### GOAL OF THE EXERCISE
Return the listing below in full, with every line exactly as it is.

### PROVIDED DATA
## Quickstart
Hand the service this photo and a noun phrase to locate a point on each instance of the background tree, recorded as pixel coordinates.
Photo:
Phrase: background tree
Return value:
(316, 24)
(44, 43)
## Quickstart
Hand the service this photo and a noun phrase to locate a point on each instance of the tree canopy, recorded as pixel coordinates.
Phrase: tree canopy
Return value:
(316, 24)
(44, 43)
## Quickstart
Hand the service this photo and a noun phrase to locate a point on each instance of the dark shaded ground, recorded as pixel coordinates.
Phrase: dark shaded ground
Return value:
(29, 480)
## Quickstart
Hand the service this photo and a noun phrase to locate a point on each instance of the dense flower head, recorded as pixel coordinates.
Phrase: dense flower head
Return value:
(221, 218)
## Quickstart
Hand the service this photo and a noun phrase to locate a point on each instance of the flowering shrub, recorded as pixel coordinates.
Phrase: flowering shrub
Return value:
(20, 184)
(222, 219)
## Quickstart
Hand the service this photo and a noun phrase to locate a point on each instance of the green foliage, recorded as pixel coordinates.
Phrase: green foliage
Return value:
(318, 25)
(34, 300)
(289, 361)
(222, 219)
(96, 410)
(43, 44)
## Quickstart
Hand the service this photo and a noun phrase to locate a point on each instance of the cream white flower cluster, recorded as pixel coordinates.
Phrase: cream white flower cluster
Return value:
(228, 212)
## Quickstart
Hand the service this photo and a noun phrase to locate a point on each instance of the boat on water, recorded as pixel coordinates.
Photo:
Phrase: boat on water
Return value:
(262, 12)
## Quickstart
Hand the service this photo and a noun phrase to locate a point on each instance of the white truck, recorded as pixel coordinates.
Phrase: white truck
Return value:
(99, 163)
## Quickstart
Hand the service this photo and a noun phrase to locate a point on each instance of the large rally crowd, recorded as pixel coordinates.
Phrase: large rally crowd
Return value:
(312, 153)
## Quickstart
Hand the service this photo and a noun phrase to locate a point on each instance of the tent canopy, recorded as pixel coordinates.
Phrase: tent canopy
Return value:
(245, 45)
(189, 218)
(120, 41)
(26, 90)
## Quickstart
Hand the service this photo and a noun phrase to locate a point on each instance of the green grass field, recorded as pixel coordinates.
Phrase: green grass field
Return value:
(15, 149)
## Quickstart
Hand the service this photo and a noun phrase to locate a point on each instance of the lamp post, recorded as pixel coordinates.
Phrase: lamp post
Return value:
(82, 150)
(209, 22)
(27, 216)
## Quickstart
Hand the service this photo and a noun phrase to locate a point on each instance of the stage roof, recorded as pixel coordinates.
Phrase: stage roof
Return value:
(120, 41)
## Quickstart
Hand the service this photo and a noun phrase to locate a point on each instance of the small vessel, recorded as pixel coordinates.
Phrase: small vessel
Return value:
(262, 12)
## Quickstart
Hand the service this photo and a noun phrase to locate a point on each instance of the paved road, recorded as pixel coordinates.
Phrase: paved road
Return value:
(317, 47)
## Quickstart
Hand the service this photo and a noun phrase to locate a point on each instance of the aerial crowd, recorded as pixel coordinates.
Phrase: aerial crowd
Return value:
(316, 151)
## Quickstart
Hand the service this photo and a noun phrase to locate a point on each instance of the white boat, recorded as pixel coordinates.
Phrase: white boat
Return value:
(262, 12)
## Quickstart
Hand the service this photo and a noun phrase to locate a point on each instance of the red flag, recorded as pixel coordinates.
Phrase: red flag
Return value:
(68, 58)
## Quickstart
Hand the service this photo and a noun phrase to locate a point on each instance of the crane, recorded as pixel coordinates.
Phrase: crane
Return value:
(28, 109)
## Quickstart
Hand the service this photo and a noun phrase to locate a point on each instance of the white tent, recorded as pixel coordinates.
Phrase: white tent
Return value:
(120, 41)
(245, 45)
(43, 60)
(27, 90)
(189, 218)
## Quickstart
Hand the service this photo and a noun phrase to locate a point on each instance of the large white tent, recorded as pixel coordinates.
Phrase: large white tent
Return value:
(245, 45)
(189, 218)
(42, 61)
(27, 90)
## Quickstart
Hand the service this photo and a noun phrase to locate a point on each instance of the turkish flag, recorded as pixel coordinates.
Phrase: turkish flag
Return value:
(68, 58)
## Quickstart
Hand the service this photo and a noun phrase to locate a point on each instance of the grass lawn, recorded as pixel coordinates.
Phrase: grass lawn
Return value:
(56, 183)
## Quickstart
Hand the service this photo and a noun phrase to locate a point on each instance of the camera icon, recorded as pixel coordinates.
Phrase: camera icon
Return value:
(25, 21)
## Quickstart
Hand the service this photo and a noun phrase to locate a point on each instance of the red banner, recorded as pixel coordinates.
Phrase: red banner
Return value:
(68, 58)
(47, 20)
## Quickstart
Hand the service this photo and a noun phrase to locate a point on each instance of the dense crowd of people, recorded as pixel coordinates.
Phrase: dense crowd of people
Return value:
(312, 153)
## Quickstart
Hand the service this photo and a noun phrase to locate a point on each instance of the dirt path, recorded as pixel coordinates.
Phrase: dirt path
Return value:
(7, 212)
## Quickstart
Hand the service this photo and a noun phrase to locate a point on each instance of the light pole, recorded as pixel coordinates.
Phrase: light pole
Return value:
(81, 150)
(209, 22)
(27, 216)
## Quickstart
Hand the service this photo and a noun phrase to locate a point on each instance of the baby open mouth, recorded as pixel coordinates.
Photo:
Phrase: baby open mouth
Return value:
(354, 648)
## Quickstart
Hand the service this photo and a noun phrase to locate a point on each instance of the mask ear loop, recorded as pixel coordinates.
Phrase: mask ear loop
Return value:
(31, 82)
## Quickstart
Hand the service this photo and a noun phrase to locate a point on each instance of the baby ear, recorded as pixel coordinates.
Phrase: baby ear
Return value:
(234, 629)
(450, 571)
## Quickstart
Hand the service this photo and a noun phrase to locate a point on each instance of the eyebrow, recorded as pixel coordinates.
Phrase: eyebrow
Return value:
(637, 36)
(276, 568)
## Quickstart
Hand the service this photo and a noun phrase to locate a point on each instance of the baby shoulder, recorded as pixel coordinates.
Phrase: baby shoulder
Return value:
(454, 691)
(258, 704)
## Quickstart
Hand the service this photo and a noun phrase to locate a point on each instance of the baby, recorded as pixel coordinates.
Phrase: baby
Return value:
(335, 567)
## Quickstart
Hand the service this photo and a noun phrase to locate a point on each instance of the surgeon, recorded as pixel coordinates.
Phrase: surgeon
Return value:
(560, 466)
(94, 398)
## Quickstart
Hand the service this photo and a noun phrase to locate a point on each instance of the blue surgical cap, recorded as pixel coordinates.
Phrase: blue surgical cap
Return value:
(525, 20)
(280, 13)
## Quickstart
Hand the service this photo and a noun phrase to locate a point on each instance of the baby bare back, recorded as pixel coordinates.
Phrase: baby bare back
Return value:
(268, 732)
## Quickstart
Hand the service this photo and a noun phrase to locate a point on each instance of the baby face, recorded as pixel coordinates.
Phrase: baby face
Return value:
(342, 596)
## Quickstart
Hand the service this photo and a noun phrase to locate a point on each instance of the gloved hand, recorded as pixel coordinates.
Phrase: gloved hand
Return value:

### SOLUTION
## Quickstart
Hand the service this photo and a noun phrase to locate a point on each instance of the background tree, recorded as pixel coordinates.
Photo:
Phrase: background tree
Return value:
(316, 24)
(44, 43)
## Quickstart
Hand the service this photo and a noun phrase to locate a point on each instance of the tree canopy, recorded as pixel coordinates.
Phrase: tree canopy
Return value:
(316, 24)
(44, 43)
## Quickstart
Hand the service this photo and a noun phrase to locate a point on each instance of the dark shaded ground, recorded as pixel coordinates.
Phrase: dark shaded ground
Return value:
(29, 480)
## Quickstart
Hand the service this photo and a noun phrase to locate a point on each instance of the dense flower head, recorded as pixel coordinates.
Phrase: dense flower head
Return value:
(221, 218)
## Quickstart
Hand the service this photo and a noun phrase to locate a point on each instance of the flowering shrub, recorded as pixel coordinates.
Phrase: flowering shrub
Return value:
(20, 184)
(222, 219)
## Quickstart
Hand the service this photo and a noun phrase to locate a point on each instance of the green foliage, recorded as pixel coordinates.
Phrase: green foliage
Return value:
(318, 25)
(34, 300)
(289, 361)
(222, 219)
(96, 410)
(43, 44)
## Quickstart
Hand the service this photo and a noun phrase to locate a point on each instance of the cream white flower cluster, recorded as pixel coordinates.
Phrase: cream white flower cluster
Return value:
(228, 212)
## Quickstart
Hand the service this photo and a noun phrase to locate a point on each instance of the boat on water, recorded as pixel coordinates.
Photo:
Phrase: boat on water
Return value:
(262, 12)
## Quickstart
Hand the service this photo and a noun phrase to locate a point on each instance of the white truck, recorded as pixel coordinates.
Phrase: white truck
Return value:
(99, 163)
## Quickstart
Hand the service this photo and a noun phrase to locate a point on each instance of the large rally crowd, recorded as pixel coordinates.
Phrase: large rally crowd
Return value:
(312, 153)
## Quickstart
Hand the service this photo and a noun phrase to locate a point on each instance of the tent canopy, recorded as pixel coordinates.
Phrase: tent canopy
Return value:
(245, 45)
(189, 218)
(120, 41)
(26, 90)
## Quickstart
Hand the service this photo and a noun phrase to locate a point on each instance of the green grass field, recorded as pixel coordinates.
Phrase: green grass field
Return value:
(15, 149)
## Quickstart
Hand the service this photo and a noun phrase to locate a point on each instance of the lamp post, recorded as pixel coordinates.
Phrase: lamp post
Return value:
(82, 150)
(209, 22)
(27, 216)
## Quickstart
Hand the service this photo and a noun phrase to locate a point on each instance of the stage roof, recorded as pixel coordinates.
Phrase: stage roof
Return value:
(120, 41)
## Quickstart
Hand the service this photo and a noun phrase to locate a point on each instance of the small vessel, recorded as pixel coordinates.
Phrase: small vessel
Return value:
(262, 12)
## Quickstart
Hand the service this photo and a noun phrase to locate a point on each instance of the paved road, recorded as pixel coordinates.
Phrase: paved road
Return value:
(317, 47)
## Quickstart
Hand the service this photo and a noun phrase to locate a point on each instance of the aerial crowd, recorded as pixel coordinates.
Phrase: aerial crowd
Return value:
(316, 151)
## Quickstart
Hand the service this photo and a noun phrase to locate a point on each instance of the white boat, recorded as pixel coordinates.
Phrase: white boat
Return value:
(262, 12)
## Quickstart
Hand the service this photo and a noun phrase to locate a point on each instance of the red flag, recorded as pixel coordinates.
Phrase: red flag
Return value:
(68, 58)
## Quickstart
Hand the service this photo and a noun phrase to locate a point on each instance of the crane, recorded as pixel coordinates.
Phrase: crane
Return value:
(28, 109)
## Quickstart
Hand the service this photo and a noun phrase to locate a point on each instance of the white tent, recorded as pixel coordinates.
Phrase: white tent
Return value:
(120, 41)
(245, 45)
(43, 60)
(27, 90)
(189, 218)
## Quickstart
Hand the service this photo and a noun phrase to locate a point on each instance of the large white tent, recorded as pixel coordinates.
Phrase: large white tent
Return value:
(245, 45)
(189, 218)
(42, 61)
(27, 90)
## Quickstart
Hand the service this photo and a noun phrase to locate a point on each instance of the turkish flag, recorded as pixel coordinates.
Phrase: turkish flag
Return value:
(68, 58)
## Quickstart
Hand the service this photo and a noun phrase to locate a point on each instance of the grass lawn, recorded as pixel coordinates.
Phrase: grass lawn
Return value:
(56, 183)
## Quickstart
Hand the service this photo and a noun phrase to locate a point on each instance of the camera icon, recorded as pixel coordinates.
Phrase: camera icon
Return value:
(25, 21)
## Quickstart
Hand the service this photo and a noun phrase to locate a point on each instance of the red banner, recorded as pixel coordinates.
Phrase: red banner
Return value:
(68, 58)
(47, 20)
## Quickstart
Hand the service this photo and a noun phrase to locate a point on each instance of the dense crowd of people, recorded as pixel coordinates.
Phrase: dense crowd of people
Return value:
(312, 153)
## Quickstart
Hand the service this photo and a noun phrase to locate a point on each instance of the dirt path, recorded as pixel coordinates.
Phrase: dirt path
Return value:
(7, 212)
## Quickstart
Hand the service this photo and a noun phrase to locate a point on each instance of the light pole, recorded as pixel coordinates.
Phrase: light pole
Return value:
(81, 150)
(209, 22)
(27, 216)
## Quickstart
Hand the service this photo and a noun phrase to locate a point on each instance of the baby open mouth, recorded as pixel coordinates.
Photo:
Phrase: baby open mouth
Return value:
(354, 648)
## Quickstart
Hand the service this photo and a noun phrase to locate a point on each instance of the mask ear loop, recorded as pixel coordinates.
Phrase: mask ear loop
Return value:
(31, 82)
## Quickstart
Hand the service this photo and a noun phrase to locate a point on each instance of the baby ear, recorded as pixel coordinates.
Phrase: baby ear
Return value:
(234, 629)
(450, 571)
## Quickstart
Hand the service this photo and a noun phrase to locate a point on each instance of the eyebrow, recorded as pixel coordinates.
Phrase: eyebrow
Return value:
(637, 36)
(276, 568)
## Quickstart
Hand the service this photo and a noun phrase to locate a point on each instance of the baby shoulder, recorded as pixel coordinates.
Phrase: baby shoulder
Return value:
(454, 691)
(258, 704)
## Quickstart
Hand the service this photo and a noun phrase to locate a point on each instance of the baby, recorded as pixel coordinates.
Phrase: baby
Return value:
(335, 567)
## Quickstart
Hand the service this photo and a noun phrase to locate a point on each instance of the surgeon, recorded as pixel coordinates.
Phrase: surgeon
Return value:
(560, 466)
(94, 398)
## Quickstart
Hand the service this photo and a noun phrase to locate a point on each instance of the blue surgical cap, recorded as pixel coordinates.
Phrase: blue surgical cap
Return value:
(525, 20)
(280, 13)
## Quickstart
Hand the service this photo and a noun phrase to locate a point on each instance of the baby bare back, recorded as pixel coordinates.
Phrase: baby bare back
Return value:
(268, 732)
## Quickstart
Hand the service this photo and a noun phrase to locate a point on each instance of the baby face, recorded as pixel coordinates.
Phrase: baby face
Return value:
(342, 596)
## Quickstart
Hand the service this photo and a noun phrase to locate a point on each instance of the gloved hand, recorded as pixel coordinates.
Phrase: gloved hand
Return value:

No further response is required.